### EXCERPTED DATA ###

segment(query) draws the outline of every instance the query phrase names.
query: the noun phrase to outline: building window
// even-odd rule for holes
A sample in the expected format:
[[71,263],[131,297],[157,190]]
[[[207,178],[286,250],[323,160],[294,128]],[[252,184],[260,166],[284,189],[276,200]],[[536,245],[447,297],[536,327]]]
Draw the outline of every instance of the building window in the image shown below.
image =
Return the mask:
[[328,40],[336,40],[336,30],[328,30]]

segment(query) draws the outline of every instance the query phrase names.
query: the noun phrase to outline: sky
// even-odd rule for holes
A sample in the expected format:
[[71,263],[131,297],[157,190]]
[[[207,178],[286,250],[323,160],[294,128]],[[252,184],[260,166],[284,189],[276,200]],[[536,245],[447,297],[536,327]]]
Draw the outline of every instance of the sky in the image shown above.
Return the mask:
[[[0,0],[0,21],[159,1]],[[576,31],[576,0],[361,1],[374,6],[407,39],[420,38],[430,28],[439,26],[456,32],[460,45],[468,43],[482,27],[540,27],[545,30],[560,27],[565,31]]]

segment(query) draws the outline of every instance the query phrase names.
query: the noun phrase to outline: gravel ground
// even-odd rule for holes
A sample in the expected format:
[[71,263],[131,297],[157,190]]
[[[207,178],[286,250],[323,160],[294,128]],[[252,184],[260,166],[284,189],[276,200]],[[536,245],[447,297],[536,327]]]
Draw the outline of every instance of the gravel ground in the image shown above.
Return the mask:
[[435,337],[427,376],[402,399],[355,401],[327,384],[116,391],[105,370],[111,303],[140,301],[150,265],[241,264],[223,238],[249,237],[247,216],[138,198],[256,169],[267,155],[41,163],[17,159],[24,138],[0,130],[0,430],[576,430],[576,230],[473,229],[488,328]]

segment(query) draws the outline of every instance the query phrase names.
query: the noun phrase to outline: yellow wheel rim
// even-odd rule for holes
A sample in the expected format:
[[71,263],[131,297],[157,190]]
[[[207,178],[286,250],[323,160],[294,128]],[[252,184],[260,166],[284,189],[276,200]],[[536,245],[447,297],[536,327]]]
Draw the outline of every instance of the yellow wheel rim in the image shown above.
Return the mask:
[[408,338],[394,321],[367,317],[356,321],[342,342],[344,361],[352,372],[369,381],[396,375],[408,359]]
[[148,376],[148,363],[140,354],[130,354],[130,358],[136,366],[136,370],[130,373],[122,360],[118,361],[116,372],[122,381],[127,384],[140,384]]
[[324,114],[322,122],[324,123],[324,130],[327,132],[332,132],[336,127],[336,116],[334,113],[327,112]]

###

- TASK BRIEF
Output the full listing exactly, please.

- OUTPUT FOR THIS EXERCISE
segment(query) draws the outline of every instance the query phrase names.
query: the noun phrase to outline: building window
// even-odd rule for holes
A sample in the expected format:
[[71,263],[131,297],[157,190]]
[[[207,178],[286,250],[323,160],[294,128]],[[252,184],[260,166],[284,189],[276,200]],[[536,245],[447,297],[536,327]]]
Draw the outline of every instance of the building window in the image shown below.
image =
Return the mask:
[[328,40],[336,40],[336,30],[328,30]]

segment(query) draws the outline of every instance the query phrase names.
query: the noun phrase to outline: sky
// even-odd rule for holes
A sample in the expected format:
[[71,263],[131,297],[157,190]]
[[[207,178],[286,250],[323,160],[294,128]],[[252,184],[260,166],[284,189],[276,200]],[[536,245],[447,297],[536,327]]]
Draw the outline of every instance of the sky in the image shown above.
Return the mask:
[[[0,0],[0,21],[159,1]],[[576,31],[576,0],[361,1],[374,6],[407,39],[420,38],[430,28],[439,26],[456,32],[460,45],[468,43],[482,27],[540,27],[545,30],[560,27],[565,31]]]

segment(query) draws the outline of every instance the query phrase names.
query: the noun phrase to outline: gravel ground
// even-odd rule for holes
A sample in the expected format:
[[71,263],[131,297],[157,190]]
[[[207,178],[286,250],[323,160],[294,128]],[[252,184],[260,166],[284,189],[276,200]],[[536,245],[447,297],[536,327]]]
Draw the outline of every instance of the gravel ground in the image shown above.
Return the mask:
[[435,337],[427,376],[402,399],[355,401],[327,384],[116,391],[105,370],[111,303],[140,301],[150,265],[241,264],[223,238],[249,237],[247,216],[138,198],[256,169],[267,155],[41,163],[17,159],[24,138],[0,130],[0,430],[576,430],[576,230],[473,229],[488,328]]

segment(query) draws the outline of every instance the query phrase names.
query: the noun phrase to outline: yellow wheel rim
// even-odd rule for holes
A sample in the expected format:
[[71,263],[131,297],[157,190]]
[[[207,178],[286,250],[323,160],[294,128]],[[252,184],[260,166],[284,189],[276,200]],[[536,245],[447,297],[536,327]]]
Draw the outline of every instance of the yellow wheel rim in the image shown above.
Return the mask:
[[408,338],[394,321],[367,317],[356,321],[342,342],[344,361],[352,372],[369,381],[396,375],[408,359]]
[[148,376],[148,363],[140,354],[130,354],[130,358],[136,366],[136,370],[130,373],[122,360],[118,361],[116,372],[122,381],[127,384],[140,384]]
[[324,114],[322,122],[324,123],[324,130],[327,132],[332,132],[336,127],[336,116],[334,113],[327,112]]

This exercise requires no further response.